* start *

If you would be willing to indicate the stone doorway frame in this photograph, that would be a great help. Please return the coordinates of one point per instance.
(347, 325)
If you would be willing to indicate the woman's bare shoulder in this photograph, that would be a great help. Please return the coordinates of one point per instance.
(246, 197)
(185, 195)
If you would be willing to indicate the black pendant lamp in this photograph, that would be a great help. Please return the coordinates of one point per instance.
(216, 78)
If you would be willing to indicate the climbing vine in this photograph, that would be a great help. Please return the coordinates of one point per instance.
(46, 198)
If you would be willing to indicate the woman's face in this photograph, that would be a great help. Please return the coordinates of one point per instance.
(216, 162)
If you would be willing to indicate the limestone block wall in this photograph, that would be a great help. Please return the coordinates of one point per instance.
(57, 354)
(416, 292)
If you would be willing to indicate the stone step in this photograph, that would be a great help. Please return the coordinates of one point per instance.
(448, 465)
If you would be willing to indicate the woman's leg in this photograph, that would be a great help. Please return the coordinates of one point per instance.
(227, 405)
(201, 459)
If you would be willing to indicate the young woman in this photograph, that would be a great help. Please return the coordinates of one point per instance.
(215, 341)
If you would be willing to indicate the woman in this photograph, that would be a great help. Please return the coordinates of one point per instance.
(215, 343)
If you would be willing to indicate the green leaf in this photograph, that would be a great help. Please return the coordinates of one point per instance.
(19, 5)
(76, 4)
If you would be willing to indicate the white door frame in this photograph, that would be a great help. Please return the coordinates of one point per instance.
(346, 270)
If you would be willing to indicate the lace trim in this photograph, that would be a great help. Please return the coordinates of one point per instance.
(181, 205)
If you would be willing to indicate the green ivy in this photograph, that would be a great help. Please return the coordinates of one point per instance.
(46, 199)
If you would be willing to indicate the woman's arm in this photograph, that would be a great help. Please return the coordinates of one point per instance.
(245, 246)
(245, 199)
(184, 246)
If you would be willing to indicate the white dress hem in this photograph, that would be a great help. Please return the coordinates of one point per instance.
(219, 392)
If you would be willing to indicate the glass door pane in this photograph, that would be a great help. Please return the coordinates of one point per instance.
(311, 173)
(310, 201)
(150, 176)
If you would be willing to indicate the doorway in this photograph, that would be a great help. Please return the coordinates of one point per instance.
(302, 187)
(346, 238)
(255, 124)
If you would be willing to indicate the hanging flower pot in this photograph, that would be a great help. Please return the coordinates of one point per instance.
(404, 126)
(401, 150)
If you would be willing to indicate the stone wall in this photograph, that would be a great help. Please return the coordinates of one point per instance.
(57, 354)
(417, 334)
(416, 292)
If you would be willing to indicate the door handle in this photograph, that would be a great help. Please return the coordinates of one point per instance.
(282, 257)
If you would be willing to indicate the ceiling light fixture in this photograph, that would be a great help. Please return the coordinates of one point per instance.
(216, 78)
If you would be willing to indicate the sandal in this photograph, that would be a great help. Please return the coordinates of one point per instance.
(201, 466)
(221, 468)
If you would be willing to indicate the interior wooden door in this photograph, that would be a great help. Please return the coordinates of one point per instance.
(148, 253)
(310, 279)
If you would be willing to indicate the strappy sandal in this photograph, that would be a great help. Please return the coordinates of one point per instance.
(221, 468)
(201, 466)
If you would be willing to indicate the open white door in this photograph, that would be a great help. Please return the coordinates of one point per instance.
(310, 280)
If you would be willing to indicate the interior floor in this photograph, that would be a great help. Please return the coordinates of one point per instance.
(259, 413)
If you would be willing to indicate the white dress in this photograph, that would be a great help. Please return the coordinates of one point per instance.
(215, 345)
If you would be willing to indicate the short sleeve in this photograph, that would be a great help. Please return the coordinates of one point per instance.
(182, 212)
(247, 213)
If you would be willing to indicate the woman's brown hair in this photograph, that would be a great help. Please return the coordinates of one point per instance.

* end *

Stated problem:
Reproduce each of the entries above verbatim, in their original order.

Response:
If you would be willing to indicate the stone doorway frame in this photograph, that would be a great help. Please return the coordinates of one point per instance.
(347, 325)
If you would be willing to indicate the woman's bare shoulder in this photograph, that would be a great help. Please return the coordinates of one point per instance.
(246, 197)
(185, 195)
If you would be willing to indicate the black pendant lamp in this photograph, that would be a great help. Please return the coordinates of one point per instance.
(216, 78)
If you would be willing to indicate the climbing vine in this photograph, that would be a great help. Please return the coordinates of one point per instance.
(46, 198)
If you would be willing to indicate the woman's face in this photograph, that would be a great help. Please return the coordinates of one point per instance.
(216, 162)
If you would be willing to indicate the limestone block wall in this photograph, that would be a great help. Please return the coordinates of one point per instance.
(57, 354)
(416, 292)
If you would be willing to indicate the stone step in this photograph, that would be a great help. Please return the coordinates of one point per instance.
(448, 465)
If you would be willing to indicate the woman's leg in this photograph, that would be a great help. Please return the coordinates of one point per instance.
(227, 405)
(201, 459)
If you would be willing to indicate the young woman in this photograph, that would be a great help. Please return the coordinates of one point per instance.
(215, 341)
If you would be willing to indicate the woman in this photograph, that would be a great help. Please return the coordinates of one point per instance.
(215, 343)
If you would be willing to indicate the green leaf in this photograph, that would be a great help. Please return the coordinates of one point per instance.
(19, 5)
(76, 4)
If you would be willing to indicate the white door frame in this photograph, that would be a great help. Please return the coordinates of one point per instance.
(346, 270)
If you would be willing to indicate the lace trim in this photograph, that would be a great help. Please return the coordinates of one point per instance.
(181, 205)
If you would be willing to indicate the green ivy in this photograph, that would be a great help. Please return the coordinates of one point per instance.
(46, 199)
If you would be willing to indicate the woman's arm in this photograph, that would be a great help. Please return the coordinates of one point per instance.
(245, 246)
(245, 199)
(184, 246)
If you would be willing to indicate the white dress hem in this photograph, that would be a great help. Please return the coordinates of one point per instance.
(219, 392)
If you would be willing to indicate the glass door pane in this photograph, that would be a great help. Please return the coordinates of one point per instance.
(311, 173)
(310, 201)
(150, 176)
If you would be willing to indicate the doorway in this photograph, that would be a great help. Please return the coordinates of one point per instance.
(302, 187)
(346, 238)
(255, 124)
If you would be willing to indicate the hanging flower pot in this photograph, that would be a great help. Please return the coordinates of one point per instance.
(404, 126)
(401, 150)
If you would be willing to indicate the stone wall in this photograph, that would be a great help. Please return the coordinates of one point per instance.
(57, 354)
(417, 334)
(416, 292)
If you would be willing to indicate the door handle in this photograph, that would be a great help. Please return the coordinates of one point per instance.
(282, 257)
If you would be willing to indicate the ceiling light fixture in this photograph, that would be a great help. Please return the coordinates of one point per instance.
(216, 78)
If you would be willing to indicate the sandal in this photograph, that would be a great help. Please return the coordinates of one point per instance.
(201, 466)
(221, 468)
If you would be willing to indicate the interior wooden door in this photograph, that would be a great help. Please return the coordinates of one point per instance.
(148, 253)
(310, 279)
If you would be willing to indicate the strappy sandal in this photograph, that would be a great help. Please return the coordinates of one point per instance.
(221, 468)
(201, 466)
If you would be willing to indicate the open white door in this photograph, that would be a great help. Please return the coordinates of one point per instance.
(310, 280)
If you would be willing to indicate the interior floor in this photograph, that would be a great help. Please return the coordinates of one point per instance.
(259, 413)
If you would be willing to indicate the white dress in this photograph, that would be a great help. Please return the coordinates of one point per instance.
(215, 345)
If you would be willing to indicate the short sleeve in this photograph, that would be a great help. Please return the coordinates of one point per instance.
(182, 212)
(247, 213)
If you would be willing to indicate the woman's brown hair in this photograph, that would be a great help. Please return the coordinates of one point per instance.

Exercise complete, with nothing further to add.